■ PROBLEM TO SOLVE ■
Copy only this range: the line with "point_to MUST indicate the parked" through the final line of the material, inclusive at both ends.

■ RECORDS SUPPLIED ■

○ ○ ○ ○

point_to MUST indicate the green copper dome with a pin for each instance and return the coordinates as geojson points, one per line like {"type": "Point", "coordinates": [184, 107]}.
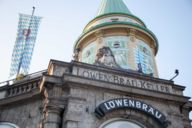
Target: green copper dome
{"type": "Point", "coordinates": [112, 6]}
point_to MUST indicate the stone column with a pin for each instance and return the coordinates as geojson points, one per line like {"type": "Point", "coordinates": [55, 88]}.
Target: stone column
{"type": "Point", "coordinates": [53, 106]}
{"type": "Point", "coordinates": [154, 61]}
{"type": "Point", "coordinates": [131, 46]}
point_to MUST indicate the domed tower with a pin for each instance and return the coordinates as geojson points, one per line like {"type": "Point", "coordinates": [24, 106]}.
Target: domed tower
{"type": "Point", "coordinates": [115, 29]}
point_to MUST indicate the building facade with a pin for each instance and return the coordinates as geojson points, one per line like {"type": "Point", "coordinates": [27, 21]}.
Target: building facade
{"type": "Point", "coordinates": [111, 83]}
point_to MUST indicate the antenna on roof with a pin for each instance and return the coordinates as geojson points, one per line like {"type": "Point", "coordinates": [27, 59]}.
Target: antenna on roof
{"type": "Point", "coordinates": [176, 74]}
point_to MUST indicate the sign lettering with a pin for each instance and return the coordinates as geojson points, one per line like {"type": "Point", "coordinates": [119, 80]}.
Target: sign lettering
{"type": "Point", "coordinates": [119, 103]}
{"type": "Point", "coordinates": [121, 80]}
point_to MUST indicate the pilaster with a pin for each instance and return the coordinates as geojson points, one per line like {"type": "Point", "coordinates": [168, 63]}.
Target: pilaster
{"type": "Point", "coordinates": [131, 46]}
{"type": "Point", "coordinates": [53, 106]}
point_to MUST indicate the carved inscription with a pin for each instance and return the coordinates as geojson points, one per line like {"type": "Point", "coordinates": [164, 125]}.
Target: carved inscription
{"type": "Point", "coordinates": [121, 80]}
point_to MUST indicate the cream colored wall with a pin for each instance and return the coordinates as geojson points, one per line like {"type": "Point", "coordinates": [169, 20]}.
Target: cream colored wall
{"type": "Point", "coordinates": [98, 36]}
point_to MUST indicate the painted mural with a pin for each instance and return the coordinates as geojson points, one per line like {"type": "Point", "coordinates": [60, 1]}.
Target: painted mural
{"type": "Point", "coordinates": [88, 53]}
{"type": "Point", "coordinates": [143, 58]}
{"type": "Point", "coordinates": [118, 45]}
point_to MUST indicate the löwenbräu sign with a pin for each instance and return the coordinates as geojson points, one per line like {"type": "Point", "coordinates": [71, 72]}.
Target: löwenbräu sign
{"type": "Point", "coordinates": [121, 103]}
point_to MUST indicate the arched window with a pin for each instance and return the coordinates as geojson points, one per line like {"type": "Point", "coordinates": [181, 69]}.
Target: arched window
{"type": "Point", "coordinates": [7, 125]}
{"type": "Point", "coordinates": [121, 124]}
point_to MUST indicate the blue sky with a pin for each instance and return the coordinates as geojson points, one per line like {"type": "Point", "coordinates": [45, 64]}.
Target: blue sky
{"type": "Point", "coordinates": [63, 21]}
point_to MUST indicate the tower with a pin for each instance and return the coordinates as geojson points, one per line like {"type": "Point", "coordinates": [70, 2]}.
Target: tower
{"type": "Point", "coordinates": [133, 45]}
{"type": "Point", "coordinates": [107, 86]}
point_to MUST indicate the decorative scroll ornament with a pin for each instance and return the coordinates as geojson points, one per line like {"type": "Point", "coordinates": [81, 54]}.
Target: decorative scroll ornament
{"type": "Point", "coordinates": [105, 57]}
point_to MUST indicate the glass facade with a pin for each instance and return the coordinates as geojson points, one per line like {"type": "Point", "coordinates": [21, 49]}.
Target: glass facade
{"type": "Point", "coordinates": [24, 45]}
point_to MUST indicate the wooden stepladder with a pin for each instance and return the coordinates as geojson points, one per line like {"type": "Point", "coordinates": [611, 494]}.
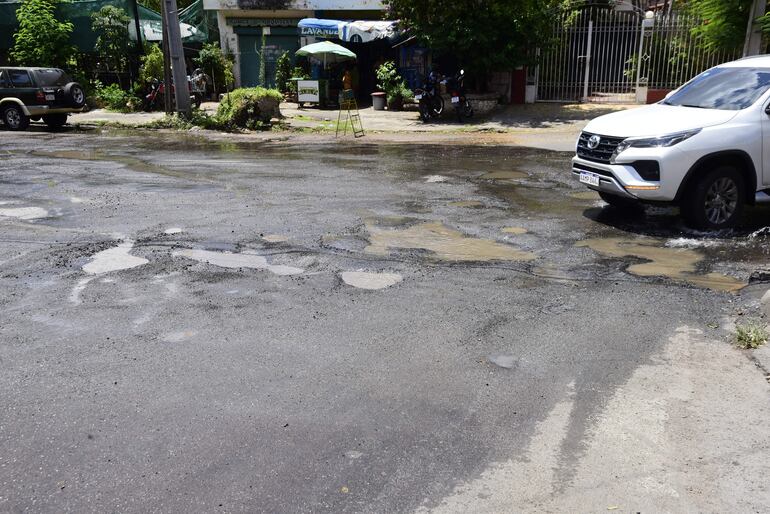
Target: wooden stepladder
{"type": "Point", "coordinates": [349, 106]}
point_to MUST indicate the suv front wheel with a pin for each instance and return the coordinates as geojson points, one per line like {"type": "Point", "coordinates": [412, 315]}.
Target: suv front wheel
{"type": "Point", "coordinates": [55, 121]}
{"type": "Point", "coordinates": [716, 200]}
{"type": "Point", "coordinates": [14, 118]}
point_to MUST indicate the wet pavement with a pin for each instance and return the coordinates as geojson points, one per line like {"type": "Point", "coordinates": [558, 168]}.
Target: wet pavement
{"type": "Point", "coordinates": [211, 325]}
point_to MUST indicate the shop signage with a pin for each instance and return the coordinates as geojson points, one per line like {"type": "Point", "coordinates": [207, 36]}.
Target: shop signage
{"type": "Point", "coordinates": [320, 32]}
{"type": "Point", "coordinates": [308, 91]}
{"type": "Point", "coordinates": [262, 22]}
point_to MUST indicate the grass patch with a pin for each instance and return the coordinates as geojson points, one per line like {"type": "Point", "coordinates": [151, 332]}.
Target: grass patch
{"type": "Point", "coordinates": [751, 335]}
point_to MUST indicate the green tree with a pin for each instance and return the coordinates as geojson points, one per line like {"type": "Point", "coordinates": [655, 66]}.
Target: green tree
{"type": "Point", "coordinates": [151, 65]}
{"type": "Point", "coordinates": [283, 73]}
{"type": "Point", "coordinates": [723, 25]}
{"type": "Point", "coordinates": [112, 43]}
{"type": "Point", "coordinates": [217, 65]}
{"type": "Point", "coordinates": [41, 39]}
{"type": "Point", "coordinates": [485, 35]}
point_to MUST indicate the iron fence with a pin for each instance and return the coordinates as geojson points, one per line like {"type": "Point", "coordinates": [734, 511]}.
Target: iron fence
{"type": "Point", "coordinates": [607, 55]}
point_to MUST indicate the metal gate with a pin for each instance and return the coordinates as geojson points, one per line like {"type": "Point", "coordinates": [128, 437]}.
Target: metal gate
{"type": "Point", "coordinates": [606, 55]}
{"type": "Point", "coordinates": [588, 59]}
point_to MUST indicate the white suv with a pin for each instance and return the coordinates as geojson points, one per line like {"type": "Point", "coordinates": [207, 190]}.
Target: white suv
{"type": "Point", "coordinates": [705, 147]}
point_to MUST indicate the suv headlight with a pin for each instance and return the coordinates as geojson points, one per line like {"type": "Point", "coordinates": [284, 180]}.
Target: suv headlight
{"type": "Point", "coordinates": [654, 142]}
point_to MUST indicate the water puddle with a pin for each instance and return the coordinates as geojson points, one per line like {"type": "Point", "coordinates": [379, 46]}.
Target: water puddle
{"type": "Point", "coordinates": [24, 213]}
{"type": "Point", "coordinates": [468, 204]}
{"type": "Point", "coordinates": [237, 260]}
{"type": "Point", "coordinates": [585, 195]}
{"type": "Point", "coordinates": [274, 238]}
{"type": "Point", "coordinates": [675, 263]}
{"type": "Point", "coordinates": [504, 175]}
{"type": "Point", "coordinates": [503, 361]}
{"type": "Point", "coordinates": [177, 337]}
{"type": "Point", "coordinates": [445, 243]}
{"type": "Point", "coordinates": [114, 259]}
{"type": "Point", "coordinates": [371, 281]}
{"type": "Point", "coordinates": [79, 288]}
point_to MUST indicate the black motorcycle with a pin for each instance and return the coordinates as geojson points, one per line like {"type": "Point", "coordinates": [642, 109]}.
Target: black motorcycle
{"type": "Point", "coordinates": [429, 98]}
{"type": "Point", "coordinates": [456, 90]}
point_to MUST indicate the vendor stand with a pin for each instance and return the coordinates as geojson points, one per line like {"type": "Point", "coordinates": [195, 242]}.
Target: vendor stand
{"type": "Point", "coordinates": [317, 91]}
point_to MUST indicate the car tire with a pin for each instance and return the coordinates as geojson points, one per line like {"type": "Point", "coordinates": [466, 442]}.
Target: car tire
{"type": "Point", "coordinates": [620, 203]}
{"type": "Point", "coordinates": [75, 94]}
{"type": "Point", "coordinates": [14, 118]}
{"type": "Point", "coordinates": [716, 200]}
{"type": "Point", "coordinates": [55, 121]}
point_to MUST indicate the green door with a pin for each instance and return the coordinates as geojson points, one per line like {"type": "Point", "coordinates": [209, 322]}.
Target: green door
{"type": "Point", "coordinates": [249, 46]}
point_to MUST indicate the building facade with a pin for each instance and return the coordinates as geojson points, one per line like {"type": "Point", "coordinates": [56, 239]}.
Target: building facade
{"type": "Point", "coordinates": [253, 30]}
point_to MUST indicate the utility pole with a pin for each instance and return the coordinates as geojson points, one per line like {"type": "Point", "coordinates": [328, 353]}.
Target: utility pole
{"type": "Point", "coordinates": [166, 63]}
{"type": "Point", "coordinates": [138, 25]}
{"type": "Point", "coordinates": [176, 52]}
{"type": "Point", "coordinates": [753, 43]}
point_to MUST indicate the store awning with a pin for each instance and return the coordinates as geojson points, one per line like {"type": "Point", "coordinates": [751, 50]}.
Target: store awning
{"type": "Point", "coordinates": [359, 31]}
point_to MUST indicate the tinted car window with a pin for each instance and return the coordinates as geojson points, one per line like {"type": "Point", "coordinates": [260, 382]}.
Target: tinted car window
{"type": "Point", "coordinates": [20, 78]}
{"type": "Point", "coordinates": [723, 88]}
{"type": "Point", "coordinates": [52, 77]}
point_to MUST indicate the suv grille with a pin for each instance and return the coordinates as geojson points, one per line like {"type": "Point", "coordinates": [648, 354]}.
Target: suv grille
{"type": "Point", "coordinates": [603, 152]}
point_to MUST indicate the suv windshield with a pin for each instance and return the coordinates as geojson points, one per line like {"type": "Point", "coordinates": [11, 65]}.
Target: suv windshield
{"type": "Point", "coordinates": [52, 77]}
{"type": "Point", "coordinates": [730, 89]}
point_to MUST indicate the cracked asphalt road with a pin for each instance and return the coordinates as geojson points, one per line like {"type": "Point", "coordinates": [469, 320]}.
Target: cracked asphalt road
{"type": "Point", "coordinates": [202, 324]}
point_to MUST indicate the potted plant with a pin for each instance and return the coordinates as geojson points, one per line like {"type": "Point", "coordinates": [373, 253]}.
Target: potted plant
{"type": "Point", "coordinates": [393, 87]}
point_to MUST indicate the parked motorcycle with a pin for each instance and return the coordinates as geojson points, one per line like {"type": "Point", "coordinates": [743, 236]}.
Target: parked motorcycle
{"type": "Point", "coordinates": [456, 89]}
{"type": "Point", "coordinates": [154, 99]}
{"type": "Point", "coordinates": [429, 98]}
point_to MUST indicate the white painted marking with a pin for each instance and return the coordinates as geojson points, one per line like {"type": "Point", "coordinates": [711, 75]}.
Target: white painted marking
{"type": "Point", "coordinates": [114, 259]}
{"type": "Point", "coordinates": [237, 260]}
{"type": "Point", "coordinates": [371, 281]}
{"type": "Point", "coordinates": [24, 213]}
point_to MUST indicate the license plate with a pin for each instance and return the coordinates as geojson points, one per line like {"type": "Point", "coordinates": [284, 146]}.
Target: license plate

○ ○ ○ ○

■ WRITTEN ANSWER ■
point_to MUST indicate the parked motorcycle with a pin for each instance and return the coordinates as geojson points, one per line like {"type": "Point", "coordinates": [743, 236]}.
Target: parked motorcycle
{"type": "Point", "coordinates": [456, 89]}
{"type": "Point", "coordinates": [154, 99]}
{"type": "Point", "coordinates": [429, 98]}
point_to MUST indicate the white painted marking with a pin for each instance and return the coordinates as geojson points, one per line like {"type": "Point", "coordinates": [711, 75]}.
Target: white painted marking
{"type": "Point", "coordinates": [114, 259]}
{"type": "Point", "coordinates": [237, 260]}
{"type": "Point", "coordinates": [371, 281]}
{"type": "Point", "coordinates": [24, 213]}
point_to MUST indicate the license plate with a pin for each instance and return the coordinates as geojson points, one per line like {"type": "Point", "coordinates": [284, 146]}.
Target: license plate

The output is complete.